**The task:** Count the lines in the material below that contain the string "storefront", with case counting, and reply with only that number.

------ Exercise inputs

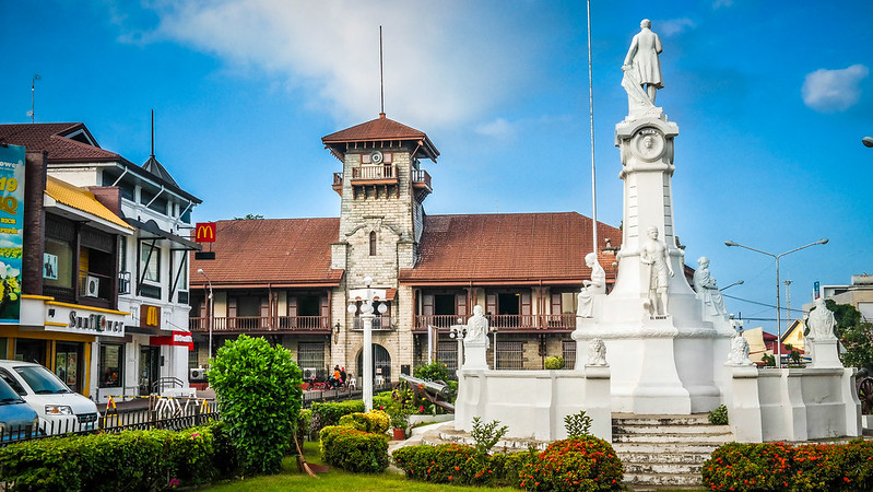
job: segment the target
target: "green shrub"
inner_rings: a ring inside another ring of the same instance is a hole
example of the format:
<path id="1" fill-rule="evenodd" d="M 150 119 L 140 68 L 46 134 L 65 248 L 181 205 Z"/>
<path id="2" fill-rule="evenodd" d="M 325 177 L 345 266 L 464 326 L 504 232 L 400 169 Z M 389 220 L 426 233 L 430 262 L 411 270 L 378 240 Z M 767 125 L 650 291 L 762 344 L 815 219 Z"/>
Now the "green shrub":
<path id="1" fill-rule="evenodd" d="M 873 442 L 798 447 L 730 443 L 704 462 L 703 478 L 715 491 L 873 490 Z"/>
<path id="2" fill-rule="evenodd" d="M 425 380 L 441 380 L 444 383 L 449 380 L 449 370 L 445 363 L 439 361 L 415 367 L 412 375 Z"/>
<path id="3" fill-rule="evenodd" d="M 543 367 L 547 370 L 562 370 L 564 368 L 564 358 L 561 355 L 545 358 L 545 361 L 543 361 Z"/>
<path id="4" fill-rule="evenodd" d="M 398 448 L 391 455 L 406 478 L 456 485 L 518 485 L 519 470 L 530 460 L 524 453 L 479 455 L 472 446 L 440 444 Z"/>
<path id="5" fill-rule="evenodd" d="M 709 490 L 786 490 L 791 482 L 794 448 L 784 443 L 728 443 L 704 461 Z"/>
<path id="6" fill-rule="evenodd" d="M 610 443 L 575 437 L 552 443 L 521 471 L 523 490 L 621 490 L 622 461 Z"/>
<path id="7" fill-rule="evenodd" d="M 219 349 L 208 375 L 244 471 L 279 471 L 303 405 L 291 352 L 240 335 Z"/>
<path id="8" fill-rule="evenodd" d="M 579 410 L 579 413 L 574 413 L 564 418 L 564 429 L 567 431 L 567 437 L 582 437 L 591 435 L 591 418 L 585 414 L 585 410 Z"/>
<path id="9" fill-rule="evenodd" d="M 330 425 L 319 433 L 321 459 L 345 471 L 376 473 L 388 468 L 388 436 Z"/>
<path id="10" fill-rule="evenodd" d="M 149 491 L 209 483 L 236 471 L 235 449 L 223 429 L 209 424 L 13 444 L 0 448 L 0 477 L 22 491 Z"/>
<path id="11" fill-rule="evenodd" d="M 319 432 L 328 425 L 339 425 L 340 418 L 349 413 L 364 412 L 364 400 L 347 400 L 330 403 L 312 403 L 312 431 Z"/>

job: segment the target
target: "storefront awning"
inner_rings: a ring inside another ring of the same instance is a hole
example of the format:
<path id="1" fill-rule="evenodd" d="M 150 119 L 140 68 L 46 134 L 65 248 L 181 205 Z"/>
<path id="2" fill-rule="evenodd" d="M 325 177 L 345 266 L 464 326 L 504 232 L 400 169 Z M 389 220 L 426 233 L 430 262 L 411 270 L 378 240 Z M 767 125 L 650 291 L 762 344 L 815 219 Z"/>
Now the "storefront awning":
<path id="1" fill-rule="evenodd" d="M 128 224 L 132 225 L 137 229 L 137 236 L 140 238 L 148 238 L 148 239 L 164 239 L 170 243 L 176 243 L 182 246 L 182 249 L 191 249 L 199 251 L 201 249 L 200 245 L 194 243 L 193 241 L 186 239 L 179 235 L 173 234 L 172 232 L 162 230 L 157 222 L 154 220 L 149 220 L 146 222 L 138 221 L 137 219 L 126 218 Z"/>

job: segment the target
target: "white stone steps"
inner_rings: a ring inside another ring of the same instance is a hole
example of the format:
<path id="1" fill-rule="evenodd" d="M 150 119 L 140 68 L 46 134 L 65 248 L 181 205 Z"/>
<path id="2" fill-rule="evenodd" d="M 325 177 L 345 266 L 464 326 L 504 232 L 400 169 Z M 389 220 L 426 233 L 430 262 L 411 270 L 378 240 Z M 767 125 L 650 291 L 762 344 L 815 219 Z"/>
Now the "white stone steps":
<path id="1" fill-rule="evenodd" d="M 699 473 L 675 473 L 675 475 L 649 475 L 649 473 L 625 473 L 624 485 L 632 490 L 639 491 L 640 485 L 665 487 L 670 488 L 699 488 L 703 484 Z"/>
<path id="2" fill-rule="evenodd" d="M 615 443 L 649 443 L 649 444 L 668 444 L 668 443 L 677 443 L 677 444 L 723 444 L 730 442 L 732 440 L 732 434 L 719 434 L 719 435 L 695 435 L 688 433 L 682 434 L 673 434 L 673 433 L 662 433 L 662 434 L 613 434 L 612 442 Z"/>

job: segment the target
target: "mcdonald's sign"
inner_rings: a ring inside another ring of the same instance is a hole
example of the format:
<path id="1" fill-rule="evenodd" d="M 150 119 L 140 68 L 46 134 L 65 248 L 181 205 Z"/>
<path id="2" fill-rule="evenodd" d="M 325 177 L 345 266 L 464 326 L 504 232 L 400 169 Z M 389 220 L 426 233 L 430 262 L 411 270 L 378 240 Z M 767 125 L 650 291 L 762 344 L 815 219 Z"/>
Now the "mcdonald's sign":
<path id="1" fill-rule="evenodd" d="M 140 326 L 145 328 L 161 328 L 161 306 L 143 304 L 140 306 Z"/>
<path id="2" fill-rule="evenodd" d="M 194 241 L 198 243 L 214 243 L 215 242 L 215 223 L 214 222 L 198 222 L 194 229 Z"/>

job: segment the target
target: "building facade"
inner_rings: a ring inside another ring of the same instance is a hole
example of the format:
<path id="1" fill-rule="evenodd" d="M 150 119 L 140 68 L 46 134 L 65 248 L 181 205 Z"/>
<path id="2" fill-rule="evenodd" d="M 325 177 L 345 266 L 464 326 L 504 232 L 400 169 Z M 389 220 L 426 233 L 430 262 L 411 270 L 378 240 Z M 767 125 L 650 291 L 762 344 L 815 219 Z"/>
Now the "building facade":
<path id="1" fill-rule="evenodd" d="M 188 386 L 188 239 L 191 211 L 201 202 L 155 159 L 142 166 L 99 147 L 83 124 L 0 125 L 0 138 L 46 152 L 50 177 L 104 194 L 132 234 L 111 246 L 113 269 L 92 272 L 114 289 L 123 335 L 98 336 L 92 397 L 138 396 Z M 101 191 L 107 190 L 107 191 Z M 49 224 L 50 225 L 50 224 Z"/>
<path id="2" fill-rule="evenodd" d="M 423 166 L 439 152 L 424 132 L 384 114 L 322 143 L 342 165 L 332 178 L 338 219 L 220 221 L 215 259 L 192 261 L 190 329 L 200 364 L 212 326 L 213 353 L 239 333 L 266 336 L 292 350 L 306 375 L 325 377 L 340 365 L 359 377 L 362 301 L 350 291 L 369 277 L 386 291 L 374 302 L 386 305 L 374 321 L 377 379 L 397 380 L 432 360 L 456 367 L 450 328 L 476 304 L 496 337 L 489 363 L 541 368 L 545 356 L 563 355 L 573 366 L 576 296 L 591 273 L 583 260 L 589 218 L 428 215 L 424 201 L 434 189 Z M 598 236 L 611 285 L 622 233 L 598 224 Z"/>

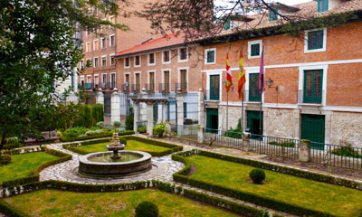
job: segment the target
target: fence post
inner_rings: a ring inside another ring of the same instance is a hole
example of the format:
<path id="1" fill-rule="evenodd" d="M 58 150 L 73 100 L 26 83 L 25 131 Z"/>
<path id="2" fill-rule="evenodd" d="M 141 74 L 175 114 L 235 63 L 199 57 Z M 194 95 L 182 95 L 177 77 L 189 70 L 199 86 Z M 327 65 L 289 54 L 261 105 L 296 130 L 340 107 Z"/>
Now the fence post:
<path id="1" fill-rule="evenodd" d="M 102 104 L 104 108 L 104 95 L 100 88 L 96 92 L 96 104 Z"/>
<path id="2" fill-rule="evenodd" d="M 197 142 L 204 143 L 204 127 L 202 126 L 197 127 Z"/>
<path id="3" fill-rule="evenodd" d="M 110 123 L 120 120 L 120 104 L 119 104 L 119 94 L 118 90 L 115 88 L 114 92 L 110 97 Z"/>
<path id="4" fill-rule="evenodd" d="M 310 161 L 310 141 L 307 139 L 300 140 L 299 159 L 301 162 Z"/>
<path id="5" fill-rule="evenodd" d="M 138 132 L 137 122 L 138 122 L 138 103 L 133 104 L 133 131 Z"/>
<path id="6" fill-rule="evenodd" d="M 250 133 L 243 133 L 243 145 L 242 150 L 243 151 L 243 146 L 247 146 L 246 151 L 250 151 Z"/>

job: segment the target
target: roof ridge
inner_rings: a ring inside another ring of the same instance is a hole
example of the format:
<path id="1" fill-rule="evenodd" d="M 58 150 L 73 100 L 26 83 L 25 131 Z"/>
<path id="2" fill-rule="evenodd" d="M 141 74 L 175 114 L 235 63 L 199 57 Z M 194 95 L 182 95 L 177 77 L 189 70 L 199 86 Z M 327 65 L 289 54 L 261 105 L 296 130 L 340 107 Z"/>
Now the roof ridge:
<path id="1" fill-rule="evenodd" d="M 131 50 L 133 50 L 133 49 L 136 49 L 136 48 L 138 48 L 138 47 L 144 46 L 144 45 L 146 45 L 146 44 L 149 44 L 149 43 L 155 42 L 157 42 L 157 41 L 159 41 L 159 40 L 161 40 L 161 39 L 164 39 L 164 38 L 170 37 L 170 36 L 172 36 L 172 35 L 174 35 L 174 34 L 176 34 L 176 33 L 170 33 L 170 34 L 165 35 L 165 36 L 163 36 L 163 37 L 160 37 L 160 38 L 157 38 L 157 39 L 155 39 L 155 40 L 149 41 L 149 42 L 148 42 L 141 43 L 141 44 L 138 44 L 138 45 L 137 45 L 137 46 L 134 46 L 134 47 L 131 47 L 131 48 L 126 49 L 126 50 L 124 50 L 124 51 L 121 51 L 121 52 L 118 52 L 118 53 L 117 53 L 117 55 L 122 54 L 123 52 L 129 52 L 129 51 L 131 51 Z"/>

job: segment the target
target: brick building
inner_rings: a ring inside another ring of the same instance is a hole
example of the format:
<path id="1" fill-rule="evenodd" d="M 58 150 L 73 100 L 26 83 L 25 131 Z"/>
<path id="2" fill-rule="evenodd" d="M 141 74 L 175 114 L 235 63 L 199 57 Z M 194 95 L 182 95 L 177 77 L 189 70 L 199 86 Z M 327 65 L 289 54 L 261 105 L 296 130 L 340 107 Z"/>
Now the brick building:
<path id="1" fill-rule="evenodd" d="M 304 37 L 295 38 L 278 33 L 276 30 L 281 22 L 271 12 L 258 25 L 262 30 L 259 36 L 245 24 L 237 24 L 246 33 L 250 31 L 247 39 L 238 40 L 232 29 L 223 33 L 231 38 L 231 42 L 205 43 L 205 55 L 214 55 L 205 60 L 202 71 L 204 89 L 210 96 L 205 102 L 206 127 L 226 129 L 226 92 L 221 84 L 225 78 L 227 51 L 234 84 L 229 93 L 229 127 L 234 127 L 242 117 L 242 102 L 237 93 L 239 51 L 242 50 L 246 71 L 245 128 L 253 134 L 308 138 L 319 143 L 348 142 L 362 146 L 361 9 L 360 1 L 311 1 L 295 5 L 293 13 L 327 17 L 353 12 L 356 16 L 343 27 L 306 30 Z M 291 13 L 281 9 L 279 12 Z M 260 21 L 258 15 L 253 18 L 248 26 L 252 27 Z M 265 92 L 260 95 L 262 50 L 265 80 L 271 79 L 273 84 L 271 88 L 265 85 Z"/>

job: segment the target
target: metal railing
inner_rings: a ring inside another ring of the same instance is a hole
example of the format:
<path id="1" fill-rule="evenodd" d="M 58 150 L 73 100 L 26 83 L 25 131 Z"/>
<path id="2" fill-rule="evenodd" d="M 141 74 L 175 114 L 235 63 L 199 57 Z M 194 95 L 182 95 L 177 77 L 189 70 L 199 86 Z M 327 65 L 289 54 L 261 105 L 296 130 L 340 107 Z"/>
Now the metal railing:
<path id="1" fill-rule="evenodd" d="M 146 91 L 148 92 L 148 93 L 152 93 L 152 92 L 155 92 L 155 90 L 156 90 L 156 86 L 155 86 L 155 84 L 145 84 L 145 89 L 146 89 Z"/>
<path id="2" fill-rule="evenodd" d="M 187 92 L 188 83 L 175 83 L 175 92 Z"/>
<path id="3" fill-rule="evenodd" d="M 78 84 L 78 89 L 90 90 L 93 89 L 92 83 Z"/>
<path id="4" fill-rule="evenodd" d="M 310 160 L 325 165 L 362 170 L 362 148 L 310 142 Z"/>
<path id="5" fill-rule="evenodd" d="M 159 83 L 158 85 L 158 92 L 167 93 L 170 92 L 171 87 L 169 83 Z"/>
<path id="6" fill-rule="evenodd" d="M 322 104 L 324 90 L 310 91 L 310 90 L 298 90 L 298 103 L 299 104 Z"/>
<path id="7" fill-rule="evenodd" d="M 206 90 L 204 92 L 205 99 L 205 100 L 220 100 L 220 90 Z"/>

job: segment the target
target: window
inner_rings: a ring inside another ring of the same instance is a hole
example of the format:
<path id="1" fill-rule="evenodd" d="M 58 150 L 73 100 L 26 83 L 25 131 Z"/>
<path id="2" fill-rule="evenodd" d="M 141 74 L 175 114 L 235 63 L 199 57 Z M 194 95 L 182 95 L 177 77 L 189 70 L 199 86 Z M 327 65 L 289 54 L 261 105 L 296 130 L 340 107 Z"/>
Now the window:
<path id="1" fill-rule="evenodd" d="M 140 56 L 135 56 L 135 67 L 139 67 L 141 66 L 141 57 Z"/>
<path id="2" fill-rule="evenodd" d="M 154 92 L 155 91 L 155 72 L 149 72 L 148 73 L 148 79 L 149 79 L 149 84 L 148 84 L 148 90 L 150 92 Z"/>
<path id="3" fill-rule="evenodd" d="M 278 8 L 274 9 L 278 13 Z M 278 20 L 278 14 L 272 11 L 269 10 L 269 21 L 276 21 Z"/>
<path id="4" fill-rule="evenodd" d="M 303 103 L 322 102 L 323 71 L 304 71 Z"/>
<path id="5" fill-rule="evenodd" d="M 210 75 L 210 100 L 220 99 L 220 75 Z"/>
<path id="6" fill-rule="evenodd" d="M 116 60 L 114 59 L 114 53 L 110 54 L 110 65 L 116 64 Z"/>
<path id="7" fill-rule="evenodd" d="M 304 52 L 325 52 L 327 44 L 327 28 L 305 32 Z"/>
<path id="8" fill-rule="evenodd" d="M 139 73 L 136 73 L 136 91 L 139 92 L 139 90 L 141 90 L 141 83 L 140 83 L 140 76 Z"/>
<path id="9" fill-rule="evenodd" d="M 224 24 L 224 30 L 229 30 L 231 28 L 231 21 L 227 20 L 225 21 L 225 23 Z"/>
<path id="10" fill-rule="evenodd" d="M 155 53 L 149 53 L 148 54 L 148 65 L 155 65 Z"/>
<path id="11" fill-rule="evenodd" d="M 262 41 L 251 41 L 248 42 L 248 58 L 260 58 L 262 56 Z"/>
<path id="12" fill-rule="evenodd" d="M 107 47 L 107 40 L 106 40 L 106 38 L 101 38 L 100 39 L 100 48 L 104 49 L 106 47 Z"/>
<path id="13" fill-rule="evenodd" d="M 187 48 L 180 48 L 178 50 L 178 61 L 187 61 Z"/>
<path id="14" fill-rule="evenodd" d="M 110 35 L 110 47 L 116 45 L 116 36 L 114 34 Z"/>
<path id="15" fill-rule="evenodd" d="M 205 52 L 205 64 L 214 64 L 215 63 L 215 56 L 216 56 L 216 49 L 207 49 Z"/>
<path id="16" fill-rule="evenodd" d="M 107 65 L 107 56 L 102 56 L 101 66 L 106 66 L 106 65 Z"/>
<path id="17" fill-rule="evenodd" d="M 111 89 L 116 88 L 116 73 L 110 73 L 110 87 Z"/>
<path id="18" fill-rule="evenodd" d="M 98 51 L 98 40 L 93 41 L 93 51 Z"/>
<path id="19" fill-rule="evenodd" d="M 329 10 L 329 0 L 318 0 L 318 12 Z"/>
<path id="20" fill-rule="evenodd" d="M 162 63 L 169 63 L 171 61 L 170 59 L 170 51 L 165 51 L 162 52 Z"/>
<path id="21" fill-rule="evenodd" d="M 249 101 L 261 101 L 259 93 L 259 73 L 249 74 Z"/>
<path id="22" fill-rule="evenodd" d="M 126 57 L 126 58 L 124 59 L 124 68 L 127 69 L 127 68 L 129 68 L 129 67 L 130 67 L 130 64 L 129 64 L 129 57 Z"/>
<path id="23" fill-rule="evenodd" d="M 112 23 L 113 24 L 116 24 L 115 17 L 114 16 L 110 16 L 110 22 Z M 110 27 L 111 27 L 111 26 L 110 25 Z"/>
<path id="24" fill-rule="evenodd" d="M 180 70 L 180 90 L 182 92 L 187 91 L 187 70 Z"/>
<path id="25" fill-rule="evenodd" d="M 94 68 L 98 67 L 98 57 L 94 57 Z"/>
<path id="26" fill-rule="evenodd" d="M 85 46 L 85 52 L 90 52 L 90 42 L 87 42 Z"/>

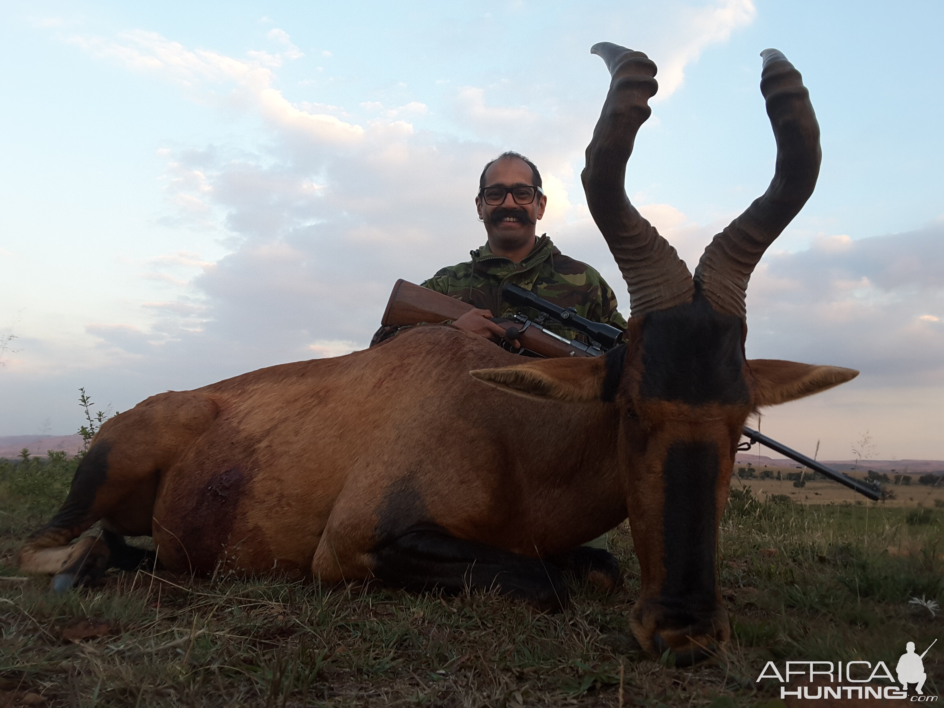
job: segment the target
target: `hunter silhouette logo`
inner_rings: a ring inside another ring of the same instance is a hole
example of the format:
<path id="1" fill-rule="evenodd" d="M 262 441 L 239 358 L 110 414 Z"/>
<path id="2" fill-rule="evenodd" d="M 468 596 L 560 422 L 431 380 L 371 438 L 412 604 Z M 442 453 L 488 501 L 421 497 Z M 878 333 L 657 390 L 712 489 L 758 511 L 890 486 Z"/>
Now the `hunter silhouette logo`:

------------

**Solution:** 2